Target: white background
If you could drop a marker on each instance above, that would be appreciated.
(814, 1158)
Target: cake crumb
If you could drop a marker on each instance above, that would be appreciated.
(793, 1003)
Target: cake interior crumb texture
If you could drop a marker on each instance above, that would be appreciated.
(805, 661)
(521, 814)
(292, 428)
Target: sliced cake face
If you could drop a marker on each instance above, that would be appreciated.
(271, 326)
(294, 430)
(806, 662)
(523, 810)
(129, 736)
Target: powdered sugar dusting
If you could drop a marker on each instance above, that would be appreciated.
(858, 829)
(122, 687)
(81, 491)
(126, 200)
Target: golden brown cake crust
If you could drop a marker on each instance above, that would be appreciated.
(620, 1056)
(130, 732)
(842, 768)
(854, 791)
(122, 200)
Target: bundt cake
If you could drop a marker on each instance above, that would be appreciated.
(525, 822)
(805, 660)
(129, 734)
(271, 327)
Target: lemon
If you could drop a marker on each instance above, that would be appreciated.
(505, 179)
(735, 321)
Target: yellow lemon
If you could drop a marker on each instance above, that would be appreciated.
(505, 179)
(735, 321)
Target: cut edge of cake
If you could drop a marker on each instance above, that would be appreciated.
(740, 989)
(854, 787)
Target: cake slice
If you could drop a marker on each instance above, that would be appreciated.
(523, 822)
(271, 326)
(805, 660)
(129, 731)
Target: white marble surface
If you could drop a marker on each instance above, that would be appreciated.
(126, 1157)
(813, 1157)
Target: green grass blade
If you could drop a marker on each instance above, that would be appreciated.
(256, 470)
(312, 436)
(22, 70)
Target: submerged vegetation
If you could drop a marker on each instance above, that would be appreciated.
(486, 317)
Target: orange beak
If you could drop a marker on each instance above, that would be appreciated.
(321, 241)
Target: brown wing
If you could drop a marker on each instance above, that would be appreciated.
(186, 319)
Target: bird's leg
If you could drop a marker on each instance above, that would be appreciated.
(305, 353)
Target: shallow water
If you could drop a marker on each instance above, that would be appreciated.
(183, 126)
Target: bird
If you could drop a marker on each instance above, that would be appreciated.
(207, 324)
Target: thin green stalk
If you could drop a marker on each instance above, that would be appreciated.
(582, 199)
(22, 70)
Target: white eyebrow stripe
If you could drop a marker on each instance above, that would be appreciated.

━━━━

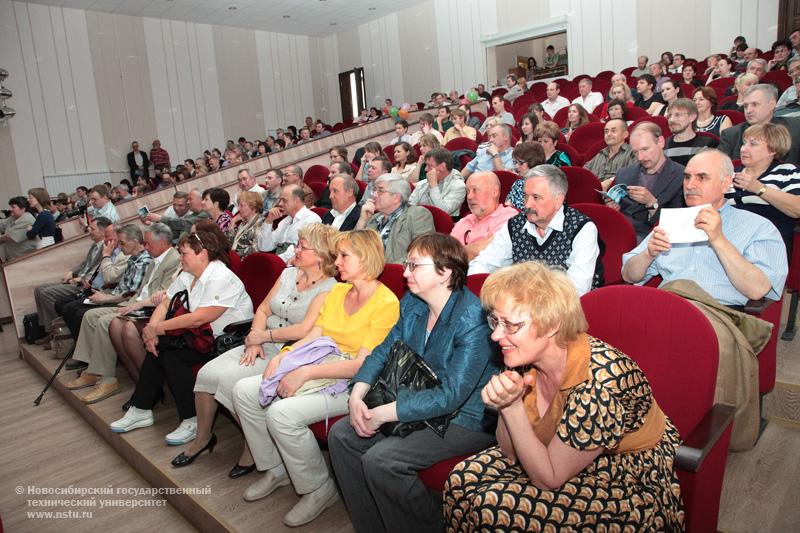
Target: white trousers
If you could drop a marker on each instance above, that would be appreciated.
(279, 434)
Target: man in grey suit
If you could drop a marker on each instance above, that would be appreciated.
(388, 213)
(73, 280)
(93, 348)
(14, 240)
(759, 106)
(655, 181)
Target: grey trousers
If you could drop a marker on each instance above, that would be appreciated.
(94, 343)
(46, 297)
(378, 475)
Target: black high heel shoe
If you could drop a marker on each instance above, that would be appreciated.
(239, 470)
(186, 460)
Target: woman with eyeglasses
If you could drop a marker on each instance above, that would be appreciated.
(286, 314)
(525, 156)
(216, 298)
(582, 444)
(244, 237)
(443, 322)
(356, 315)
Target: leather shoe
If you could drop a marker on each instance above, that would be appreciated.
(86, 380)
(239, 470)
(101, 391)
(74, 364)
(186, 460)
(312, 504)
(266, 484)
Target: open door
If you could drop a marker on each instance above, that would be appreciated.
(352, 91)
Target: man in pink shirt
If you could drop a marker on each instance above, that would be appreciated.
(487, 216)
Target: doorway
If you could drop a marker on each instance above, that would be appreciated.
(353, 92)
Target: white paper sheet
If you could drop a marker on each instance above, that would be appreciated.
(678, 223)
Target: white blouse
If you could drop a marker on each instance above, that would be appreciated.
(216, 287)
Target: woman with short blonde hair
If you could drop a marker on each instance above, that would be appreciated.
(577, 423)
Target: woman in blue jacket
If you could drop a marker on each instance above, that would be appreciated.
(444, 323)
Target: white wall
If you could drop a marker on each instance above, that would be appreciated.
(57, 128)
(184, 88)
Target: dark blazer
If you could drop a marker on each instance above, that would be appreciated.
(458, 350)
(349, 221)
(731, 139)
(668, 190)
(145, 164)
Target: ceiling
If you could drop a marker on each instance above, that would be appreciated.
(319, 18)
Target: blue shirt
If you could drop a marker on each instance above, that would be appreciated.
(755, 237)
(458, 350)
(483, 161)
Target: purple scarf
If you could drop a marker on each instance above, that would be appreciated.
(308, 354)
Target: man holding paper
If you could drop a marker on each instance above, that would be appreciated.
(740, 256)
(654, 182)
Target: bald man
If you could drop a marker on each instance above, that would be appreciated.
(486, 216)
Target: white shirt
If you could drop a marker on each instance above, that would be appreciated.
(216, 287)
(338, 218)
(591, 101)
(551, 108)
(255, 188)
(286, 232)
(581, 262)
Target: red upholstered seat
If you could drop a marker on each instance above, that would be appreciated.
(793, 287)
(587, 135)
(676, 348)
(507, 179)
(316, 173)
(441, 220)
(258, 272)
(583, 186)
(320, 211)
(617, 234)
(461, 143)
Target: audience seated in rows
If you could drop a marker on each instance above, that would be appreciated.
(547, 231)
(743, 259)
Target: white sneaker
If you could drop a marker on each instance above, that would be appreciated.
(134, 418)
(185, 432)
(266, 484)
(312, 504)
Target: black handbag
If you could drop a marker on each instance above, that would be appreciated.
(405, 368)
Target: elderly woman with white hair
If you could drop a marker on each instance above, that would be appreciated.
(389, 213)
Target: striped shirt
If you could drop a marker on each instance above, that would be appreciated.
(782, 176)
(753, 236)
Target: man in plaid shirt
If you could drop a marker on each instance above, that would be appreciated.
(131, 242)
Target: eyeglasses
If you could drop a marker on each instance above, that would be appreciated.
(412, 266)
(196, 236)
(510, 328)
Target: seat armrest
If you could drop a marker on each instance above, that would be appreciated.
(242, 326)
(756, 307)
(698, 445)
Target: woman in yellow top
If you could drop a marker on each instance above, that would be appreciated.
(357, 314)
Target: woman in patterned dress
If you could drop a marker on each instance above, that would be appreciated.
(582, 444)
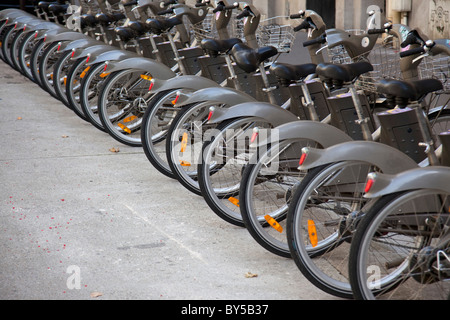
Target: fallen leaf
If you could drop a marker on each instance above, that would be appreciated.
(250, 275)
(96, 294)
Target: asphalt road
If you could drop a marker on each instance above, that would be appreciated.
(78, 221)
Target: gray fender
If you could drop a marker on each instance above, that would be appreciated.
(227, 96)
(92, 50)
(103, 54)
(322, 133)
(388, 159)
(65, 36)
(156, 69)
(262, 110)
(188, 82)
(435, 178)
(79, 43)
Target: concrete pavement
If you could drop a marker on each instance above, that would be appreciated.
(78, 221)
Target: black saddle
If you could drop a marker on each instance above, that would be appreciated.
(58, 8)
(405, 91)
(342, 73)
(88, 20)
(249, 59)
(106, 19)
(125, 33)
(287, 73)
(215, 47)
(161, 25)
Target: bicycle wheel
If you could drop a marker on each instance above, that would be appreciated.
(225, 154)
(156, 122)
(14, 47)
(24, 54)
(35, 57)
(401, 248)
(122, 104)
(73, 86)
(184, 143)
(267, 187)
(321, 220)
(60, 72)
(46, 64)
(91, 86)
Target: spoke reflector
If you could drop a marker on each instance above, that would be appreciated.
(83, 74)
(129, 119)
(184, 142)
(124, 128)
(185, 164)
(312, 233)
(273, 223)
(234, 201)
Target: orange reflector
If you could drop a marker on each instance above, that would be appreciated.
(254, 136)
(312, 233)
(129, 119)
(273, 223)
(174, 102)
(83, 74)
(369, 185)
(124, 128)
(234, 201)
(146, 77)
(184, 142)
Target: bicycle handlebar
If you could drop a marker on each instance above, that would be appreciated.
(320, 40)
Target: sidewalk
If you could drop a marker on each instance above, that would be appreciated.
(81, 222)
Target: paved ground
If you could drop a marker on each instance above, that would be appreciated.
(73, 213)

━━━━

§ **Problem description**
Copy out the lines of the records above in which the string "crumb" appears.

§ **Response below**
Target: cake crumb
Target: cake interior crumb texture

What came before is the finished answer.